(Location annotation dataset excerpts)

--- begin ---

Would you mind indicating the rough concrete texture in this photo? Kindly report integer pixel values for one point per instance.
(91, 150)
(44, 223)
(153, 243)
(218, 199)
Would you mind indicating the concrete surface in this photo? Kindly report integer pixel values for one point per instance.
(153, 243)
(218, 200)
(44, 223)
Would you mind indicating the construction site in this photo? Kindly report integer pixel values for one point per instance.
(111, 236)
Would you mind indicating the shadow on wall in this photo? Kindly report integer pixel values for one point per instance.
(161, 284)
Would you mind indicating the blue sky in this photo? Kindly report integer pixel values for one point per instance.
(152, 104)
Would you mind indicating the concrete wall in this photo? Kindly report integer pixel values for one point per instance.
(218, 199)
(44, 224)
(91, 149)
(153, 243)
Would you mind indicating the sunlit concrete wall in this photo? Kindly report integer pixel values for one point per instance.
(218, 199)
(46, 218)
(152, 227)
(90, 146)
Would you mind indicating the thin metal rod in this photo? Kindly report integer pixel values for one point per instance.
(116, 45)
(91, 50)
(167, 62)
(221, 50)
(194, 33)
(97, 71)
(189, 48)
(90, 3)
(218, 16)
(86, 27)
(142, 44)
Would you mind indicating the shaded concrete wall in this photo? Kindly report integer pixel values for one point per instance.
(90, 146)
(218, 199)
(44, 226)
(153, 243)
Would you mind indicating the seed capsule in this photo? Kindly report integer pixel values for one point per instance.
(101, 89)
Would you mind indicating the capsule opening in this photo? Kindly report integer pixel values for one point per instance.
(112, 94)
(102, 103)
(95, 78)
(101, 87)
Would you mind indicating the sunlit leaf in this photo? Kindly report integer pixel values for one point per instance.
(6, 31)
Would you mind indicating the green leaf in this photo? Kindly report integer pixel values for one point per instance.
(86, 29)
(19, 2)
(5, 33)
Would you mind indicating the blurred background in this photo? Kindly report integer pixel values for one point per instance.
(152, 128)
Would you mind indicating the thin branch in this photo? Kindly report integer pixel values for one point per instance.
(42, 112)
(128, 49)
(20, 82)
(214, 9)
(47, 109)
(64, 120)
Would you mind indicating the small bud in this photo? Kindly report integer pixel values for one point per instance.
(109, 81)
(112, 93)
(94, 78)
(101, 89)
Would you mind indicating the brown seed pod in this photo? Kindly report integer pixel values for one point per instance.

--- end ---

**Request**
Quote every line from the line containing "Would you mind indicating the seed" through the closing line of the listing, including both.

**Task solution**
Would you mind indicating the seed capsule in this photo? Kindly report integer pixel values for one point per instance.
(101, 89)
Would you mind indicating the capsule opening in this photo? Kindly report integer pixel values for one point per instance.
(112, 94)
(102, 103)
(95, 78)
(101, 87)
Would you mind indicating the sunlit leaf in this photo? Kindly report integer pixel values for one point per instance.
(6, 31)
Would you mind indicating the green leaf in this photo? Kindly report integer pixel values for one point per instance.
(86, 29)
(19, 2)
(5, 33)
Would you mind indicating the blurred background in this photo? Kindly report integer pixel values for one point per instance.
(152, 128)
Would you mind indicating the thin branch in this photo? Kindly report integer pixel values for one point per instance.
(42, 112)
(128, 49)
(20, 82)
(214, 9)
(47, 109)
(64, 120)
Would you mind indicating the small bud in this photo? Kindly report integer pixel values for one point per instance.
(109, 81)
(112, 93)
(94, 78)
(101, 89)
Would you mind indicating the brown seed pod in this photo? Kindly report integer pixel values for one point per instance.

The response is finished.